Action item. Everything from the line containing "Could you point out the rug" to the last line of the data below should be copied word for word, and nothing else.

Exercise input.
+++++

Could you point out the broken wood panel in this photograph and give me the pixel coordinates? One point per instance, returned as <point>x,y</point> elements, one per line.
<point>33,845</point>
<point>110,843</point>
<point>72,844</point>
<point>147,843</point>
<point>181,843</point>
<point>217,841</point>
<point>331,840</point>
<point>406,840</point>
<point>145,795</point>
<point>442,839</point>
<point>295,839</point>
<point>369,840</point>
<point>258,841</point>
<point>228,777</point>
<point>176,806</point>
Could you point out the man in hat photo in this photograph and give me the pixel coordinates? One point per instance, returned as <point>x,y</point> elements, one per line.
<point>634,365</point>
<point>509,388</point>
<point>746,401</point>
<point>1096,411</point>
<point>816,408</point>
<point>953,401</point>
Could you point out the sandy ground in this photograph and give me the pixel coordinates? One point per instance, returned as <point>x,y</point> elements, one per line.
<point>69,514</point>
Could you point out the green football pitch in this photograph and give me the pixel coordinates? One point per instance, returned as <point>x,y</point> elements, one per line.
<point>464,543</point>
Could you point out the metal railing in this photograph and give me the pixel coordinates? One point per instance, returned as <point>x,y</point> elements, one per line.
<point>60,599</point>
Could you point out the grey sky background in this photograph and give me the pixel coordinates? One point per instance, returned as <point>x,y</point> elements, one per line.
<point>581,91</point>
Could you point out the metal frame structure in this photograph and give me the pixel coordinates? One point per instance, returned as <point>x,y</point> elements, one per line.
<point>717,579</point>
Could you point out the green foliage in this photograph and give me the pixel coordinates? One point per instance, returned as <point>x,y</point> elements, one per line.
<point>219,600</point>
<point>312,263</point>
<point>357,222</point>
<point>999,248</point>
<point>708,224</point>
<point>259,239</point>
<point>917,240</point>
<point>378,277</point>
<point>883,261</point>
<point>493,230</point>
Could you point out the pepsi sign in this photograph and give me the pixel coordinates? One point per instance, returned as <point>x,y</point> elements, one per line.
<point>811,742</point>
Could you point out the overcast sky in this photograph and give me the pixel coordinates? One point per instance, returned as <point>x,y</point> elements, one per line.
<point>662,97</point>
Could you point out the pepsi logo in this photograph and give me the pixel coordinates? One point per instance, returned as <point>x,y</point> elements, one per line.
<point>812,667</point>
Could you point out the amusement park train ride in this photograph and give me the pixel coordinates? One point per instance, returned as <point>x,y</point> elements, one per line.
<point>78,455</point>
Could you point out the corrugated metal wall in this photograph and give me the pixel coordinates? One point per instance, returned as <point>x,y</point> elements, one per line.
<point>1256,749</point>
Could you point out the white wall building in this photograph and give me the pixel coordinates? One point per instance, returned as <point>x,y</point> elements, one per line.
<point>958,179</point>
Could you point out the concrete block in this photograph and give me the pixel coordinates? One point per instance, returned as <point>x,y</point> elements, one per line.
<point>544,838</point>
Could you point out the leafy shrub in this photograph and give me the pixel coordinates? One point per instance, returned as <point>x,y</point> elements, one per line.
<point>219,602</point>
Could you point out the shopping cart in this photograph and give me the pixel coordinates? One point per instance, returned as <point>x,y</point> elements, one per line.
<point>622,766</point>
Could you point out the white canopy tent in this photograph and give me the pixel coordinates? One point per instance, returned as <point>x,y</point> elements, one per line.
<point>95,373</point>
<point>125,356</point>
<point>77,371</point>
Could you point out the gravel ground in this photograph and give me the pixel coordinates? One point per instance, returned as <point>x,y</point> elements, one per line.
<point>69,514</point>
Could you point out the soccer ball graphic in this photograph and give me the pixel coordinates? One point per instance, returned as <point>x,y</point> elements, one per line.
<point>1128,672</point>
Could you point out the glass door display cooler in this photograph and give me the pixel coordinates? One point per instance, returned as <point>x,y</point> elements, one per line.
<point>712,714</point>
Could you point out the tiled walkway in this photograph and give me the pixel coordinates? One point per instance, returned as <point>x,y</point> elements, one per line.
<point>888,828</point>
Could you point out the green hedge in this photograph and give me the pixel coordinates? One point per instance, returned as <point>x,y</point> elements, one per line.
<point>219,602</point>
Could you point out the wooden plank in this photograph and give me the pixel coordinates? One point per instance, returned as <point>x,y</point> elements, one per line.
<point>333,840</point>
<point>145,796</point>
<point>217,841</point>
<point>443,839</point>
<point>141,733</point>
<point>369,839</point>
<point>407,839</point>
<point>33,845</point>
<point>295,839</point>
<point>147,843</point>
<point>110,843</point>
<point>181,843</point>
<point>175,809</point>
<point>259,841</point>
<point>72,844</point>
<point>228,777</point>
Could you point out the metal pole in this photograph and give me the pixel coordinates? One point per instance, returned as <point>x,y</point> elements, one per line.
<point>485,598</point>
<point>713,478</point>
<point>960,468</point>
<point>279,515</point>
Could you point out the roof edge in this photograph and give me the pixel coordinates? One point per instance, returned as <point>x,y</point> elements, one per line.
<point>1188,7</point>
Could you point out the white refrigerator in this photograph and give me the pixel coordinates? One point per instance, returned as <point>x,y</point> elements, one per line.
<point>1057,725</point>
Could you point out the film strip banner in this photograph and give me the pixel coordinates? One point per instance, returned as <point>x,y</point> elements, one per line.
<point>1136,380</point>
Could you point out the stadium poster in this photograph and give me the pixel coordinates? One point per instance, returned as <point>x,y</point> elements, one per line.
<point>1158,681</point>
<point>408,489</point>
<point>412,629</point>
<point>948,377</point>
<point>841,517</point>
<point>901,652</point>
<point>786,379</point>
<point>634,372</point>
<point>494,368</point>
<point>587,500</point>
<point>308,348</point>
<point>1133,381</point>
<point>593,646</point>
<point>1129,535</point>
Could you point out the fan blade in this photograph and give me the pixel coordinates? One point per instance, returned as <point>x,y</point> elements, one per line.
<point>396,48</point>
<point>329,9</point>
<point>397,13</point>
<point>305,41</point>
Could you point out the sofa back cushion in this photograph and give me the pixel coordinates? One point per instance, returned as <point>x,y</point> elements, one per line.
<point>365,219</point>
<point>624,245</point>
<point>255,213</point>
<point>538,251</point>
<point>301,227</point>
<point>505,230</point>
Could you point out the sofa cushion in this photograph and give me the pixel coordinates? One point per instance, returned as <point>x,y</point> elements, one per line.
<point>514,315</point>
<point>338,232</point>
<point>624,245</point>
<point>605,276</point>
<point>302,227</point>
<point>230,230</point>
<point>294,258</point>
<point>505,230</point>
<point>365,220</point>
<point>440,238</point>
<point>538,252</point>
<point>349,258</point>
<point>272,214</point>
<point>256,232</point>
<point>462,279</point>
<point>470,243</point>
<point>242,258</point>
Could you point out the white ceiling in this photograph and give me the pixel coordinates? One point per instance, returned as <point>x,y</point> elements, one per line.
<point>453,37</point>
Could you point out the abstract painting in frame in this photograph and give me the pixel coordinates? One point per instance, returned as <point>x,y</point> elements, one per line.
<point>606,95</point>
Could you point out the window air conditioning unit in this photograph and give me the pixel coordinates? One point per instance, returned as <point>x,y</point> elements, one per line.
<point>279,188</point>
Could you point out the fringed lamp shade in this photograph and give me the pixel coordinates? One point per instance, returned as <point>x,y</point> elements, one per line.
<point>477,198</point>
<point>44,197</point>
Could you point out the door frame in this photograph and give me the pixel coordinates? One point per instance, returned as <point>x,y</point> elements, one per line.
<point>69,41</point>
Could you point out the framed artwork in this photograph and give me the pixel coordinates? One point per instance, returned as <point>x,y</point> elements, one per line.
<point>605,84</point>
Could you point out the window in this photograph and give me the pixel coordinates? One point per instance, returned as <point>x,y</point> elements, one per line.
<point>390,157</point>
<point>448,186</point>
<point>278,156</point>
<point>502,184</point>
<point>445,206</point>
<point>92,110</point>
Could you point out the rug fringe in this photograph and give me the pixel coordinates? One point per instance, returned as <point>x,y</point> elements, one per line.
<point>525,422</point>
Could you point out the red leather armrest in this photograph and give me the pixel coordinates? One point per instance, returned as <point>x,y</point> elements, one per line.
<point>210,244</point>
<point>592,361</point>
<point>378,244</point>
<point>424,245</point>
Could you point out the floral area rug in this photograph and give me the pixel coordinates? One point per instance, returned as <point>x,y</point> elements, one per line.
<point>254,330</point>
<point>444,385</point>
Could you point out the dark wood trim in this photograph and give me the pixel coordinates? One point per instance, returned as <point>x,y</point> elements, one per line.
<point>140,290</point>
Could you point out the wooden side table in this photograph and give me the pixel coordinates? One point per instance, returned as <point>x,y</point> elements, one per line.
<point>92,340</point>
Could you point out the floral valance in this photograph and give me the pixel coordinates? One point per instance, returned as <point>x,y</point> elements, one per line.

+++++

The answer.
Could you point out the rug fringe in this photograph and give me the pixel coordinates? One point per instance, returned as <point>x,y</point> elements, one per line.
<point>525,422</point>
Could you point out the red leather armrest in this photograph and give me the pixel coordinates? One point per instance, returned as <point>x,y</point> elements, one per line.
<point>210,244</point>
<point>592,361</point>
<point>378,244</point>
<point>424,245</point>
Could you point out the floral area rug in this photograph and give me the pixel coordinates? One point per instance, returned as <point>x,y</point> elements, one per line.
<point>254,330</point>
<point>444,385</point>
Could you point out the dark wood trim in this photograph and give me the pixel coordinates? One point per instance, returned as <point>x,y</point> elements, one per line.
<point>140,290</point>
Could you point out the wooden side table in this photograph and give me the pixel coordinates? One point per instance, returned as <point>x,y</point> elements, one per line.
<point>92,340</point>
Could you point out the floral valance in this photograph and give me the pixel coordinates? One point per instance, returned as <point>x,y</point> elements, one per line.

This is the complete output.